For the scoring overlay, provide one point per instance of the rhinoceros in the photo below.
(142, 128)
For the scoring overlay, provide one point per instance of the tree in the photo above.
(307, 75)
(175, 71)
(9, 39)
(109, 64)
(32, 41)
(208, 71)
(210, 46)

-------------------------

From the listing above, reproduce all the lines exactly.

### FINAL RESULT
For the scoring overlay, provide one point per instance of the rhinoceros in the photo below.
(142, 128)
For the scoring overlay, provide one point per instance of the tree in the photo above.
(307, 75)
(175, 71)
(9, 39)
(109, 64)
(32, 41)
(208, 71)
(210, 46)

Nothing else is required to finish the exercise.